__EXERCISE BRIEF__:
Copy every line of the data below without changing a single character.
○ ○ ○ ○ ○
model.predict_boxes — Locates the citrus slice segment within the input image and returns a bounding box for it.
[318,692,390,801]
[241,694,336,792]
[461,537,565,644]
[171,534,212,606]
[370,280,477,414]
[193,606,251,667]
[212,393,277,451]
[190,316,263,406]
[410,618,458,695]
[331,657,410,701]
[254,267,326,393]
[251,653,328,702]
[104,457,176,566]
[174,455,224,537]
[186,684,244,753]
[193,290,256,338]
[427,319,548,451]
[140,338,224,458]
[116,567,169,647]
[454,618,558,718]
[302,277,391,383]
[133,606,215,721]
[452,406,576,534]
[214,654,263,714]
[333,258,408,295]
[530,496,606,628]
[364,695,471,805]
○ ○ ○ ○ ○
__RESULT OF THE TASK__:
model.predict_boxes — Locates the citrus slice segment within the input image and returns a bounding box for it.
[318,692,390,801]
[241,694,336,792]
[461,537,565,644]
[171,534,212,606]
[370,280,477,414]
[193,606,251,667]
[212,393,277,451]
[190,316,263,406]
[410,618,458,695]
[331,657,410,701]
[254,267,326,393]
[251,653,328,702]
[104,457,176,566]
[174,455,224,537]
[186,684,244,753]
[193,290,256,338]
[427,319,548,451]
[140,338,224,458]
[116,567,169,647]
[454,618,558,718]
[302,277,391,383]
[133,606,215,721]
[452,406,576,534]
[214,654,263,714]
[333,258,408,295]
[530,496,606,628]
[364,695,471,805]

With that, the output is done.